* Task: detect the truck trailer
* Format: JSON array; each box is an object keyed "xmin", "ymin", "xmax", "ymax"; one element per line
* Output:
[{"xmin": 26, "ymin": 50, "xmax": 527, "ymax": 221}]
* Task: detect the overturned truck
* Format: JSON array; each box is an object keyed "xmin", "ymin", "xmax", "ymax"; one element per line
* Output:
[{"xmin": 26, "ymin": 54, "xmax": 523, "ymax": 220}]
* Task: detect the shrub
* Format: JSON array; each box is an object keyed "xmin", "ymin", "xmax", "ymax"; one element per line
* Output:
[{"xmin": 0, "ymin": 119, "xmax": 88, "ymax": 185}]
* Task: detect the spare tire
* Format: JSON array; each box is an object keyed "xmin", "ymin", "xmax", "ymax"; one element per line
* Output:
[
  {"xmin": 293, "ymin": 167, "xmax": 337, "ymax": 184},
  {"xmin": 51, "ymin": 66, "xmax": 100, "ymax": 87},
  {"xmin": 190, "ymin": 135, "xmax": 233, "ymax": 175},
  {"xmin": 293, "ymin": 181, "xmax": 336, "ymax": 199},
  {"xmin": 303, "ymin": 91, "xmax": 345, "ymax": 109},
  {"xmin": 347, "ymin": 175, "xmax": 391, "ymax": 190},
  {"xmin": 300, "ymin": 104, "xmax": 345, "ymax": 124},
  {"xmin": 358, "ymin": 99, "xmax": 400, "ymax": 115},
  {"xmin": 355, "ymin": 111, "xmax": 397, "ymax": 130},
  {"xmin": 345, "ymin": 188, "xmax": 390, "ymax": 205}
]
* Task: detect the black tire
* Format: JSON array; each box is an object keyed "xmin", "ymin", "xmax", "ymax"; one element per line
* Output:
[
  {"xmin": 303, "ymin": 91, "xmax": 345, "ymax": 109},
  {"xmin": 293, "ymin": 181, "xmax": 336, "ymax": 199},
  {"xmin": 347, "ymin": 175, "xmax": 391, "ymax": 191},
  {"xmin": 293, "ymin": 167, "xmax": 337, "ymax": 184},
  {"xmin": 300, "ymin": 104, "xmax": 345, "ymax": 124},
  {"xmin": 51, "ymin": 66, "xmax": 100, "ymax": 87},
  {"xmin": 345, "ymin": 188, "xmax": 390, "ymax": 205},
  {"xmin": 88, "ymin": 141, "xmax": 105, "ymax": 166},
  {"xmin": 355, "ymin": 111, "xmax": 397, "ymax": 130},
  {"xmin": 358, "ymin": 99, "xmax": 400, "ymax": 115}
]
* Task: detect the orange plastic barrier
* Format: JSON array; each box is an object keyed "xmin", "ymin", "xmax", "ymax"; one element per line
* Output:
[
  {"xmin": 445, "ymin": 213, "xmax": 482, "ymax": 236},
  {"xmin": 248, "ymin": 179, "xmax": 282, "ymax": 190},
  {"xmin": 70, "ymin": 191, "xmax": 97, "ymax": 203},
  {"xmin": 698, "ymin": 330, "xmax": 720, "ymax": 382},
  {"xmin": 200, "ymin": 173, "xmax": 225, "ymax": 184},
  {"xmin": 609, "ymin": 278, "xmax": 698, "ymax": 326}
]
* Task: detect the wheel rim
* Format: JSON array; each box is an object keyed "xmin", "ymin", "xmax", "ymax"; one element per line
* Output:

○ ○ ○

- STATED EXERCISE
Pick out each line in the data above that contains the word "tire".

- RESULT OF THE TASK
* Task: detect the spare tire
* Task: detect the black tire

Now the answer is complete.